- Goal: Lay out the lines below as a numbered list, leaving out any blank lines.

- Provided information:
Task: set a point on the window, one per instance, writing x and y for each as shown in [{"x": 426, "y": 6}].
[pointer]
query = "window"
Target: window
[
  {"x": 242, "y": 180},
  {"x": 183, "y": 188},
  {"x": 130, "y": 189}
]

- Answer to this exercise:
1. Task: set a point on the window, one per instance, writing x and y for each as shown in [{"x": 426, "y": 6}].
2. [pointer]
3. query = "window"
4. Target: window
5. [
6.   {"x": 242, "y": 180},
7.   {"x": 183, "y": 188},
8.   {"x": 130, "y": 189}
9. ]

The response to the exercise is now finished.